● EXCERTO DO TEXTO
###

Os incêndios rurais, devido à crise climática, são um problema cada vez maior em Portugal… Os bombeiros estão bem preparados para responder a essa realidade?
Eu diria que os incêndios rurais não são apenas um problema cada vez maior em Portugal, mas sim em várias latitudes, bastando estar atento às notícias que nos rodeiam. Se associarmos as alterações climáticas, ao aumento da carga de combustível, fruto de vários motivos que todos conhecemos, o problema tenderá a agravar-se. A tua questão é muito interessante, mas penso que temos que fazer mais algumas que estão relacionadas e que se interligam: Estamos numa nova era no que toca aos incêndios? Sim. Há novas, diferentes e maiores responsabilidades? Sim. Em alguns incêndios, temos que adaptar a forma com este é gerido? Sim. Somos capazes de o fazer e estamos preparados para isso? Claramente que sim.
Aqui a formação desempenha um papel indispensável e vital em todo este processo e, na minha opinião, a formação na área dos incêndios rurais tem evoluído bastante e de uma forma significativa, com novas UFCD e com permanentes atualizações das existentes. Não podemos parar, não nos podemos acomodar, temos que acompanhar os novos tempos, as novas realidades e temos que nos adaptar. Os incêndios hoje estão diferentes, mas os bombeiros estão mais e melhor preparados e estão plenamente capazes de responder e enfrentar esta nova realidade.
Tem algum passatempo durante os tempos livres?
Quanto a tempos livres, eles são poucos, pois a formação ocupa a maior parte do meu dia. No entanto, adoro estar com a minha filha, jogar futebol com ela, muito embora ela tenha um clube que não me agrada… Mas é sempre um momento muito especial passar tempo com ela. Gosto muito de passear em família e criar memórias. Gosto igualmente de caminhadas na natureza e gosto muito de andar de bicicleta, hábito que procuro fazer todos os dias do ano, sem exceção.
Como vê o futuro dos bombeiros em Portugal?

###

● REGISTOS APRESENTADOS

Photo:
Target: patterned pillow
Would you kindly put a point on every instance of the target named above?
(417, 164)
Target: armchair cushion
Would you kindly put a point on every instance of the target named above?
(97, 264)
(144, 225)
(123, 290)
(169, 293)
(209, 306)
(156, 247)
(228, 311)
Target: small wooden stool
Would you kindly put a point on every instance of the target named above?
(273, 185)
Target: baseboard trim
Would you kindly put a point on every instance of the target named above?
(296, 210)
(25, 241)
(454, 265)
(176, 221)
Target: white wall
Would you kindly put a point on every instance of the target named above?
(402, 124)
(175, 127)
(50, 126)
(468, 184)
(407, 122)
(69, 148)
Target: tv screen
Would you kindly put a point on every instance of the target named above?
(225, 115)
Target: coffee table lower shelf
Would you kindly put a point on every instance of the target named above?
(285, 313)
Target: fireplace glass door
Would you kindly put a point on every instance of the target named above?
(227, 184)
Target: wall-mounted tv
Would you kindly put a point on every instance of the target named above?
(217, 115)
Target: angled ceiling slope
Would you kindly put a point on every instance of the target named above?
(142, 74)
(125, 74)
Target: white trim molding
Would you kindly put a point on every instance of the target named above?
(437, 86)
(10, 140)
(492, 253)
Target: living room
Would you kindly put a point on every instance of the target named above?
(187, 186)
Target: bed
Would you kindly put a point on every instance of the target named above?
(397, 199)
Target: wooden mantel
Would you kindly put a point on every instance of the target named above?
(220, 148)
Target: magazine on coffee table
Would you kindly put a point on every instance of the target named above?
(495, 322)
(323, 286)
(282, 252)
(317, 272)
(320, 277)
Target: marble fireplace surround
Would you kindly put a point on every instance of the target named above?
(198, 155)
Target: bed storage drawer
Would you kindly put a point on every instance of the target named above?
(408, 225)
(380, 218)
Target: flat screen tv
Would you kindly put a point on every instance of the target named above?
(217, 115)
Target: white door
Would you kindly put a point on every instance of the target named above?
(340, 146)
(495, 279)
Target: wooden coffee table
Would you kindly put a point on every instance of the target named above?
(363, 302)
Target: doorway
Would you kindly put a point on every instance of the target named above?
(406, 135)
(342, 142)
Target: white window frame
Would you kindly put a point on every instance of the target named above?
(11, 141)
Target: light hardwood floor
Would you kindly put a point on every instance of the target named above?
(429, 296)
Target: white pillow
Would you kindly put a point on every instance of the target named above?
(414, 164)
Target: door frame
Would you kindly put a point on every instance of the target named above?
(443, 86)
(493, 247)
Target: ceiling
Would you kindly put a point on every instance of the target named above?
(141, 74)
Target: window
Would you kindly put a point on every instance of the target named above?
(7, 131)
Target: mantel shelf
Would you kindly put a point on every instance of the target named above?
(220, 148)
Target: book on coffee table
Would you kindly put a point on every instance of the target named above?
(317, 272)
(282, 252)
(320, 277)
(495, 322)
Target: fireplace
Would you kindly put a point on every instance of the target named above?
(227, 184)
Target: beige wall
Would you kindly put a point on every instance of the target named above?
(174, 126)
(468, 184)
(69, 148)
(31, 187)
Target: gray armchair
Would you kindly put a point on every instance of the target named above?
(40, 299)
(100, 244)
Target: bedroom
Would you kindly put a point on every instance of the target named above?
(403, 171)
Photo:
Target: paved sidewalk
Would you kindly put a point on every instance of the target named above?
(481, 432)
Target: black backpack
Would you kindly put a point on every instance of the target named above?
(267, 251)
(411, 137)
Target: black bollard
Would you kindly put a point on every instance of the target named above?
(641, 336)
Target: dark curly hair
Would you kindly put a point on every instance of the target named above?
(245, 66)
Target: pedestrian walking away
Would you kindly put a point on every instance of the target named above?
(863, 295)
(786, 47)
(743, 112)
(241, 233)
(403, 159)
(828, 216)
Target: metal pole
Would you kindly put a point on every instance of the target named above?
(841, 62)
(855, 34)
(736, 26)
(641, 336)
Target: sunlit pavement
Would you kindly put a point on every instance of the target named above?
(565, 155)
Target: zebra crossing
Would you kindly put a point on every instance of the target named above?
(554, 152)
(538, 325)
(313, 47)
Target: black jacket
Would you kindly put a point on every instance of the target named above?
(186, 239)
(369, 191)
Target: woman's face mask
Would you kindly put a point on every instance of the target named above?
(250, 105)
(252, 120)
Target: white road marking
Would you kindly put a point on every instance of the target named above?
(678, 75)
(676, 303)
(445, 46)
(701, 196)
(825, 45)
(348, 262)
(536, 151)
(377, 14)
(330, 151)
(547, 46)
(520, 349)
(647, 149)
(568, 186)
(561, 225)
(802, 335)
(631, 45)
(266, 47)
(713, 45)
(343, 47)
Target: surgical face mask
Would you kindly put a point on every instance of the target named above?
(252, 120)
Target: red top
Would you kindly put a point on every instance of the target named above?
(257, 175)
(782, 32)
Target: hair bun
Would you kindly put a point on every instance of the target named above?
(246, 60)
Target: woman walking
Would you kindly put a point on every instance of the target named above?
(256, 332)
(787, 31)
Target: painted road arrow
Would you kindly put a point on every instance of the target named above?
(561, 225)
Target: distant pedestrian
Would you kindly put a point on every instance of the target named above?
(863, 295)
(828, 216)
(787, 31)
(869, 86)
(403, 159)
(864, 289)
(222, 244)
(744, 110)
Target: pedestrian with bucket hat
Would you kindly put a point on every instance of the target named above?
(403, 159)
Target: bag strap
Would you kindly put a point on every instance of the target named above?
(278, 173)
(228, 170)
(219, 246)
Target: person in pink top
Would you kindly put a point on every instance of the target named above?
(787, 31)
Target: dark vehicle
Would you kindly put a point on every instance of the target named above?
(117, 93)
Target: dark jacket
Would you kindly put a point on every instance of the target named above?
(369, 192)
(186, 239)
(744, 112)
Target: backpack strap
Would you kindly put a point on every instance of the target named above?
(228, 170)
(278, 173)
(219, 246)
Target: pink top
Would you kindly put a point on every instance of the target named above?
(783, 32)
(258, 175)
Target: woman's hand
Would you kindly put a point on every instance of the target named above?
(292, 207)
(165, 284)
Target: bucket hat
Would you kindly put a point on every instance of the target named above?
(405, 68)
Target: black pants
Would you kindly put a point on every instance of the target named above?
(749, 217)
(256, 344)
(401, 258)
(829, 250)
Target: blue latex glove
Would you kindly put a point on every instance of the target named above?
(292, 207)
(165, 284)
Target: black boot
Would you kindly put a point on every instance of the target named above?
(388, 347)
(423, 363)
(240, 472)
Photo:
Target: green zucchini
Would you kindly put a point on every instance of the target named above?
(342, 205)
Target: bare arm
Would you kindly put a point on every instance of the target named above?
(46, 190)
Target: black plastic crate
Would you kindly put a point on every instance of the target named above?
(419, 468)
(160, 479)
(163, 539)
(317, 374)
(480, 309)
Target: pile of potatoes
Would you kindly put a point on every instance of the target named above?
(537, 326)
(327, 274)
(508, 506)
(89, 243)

###

● TAREFA A REALIZAR
No texto sobre os bombeiros, que atividade de tempos livres se procura fazer todos os dias do ano, sem exceção?

● SOLUÇÃO PROPOSTA
Andar de bicicleta.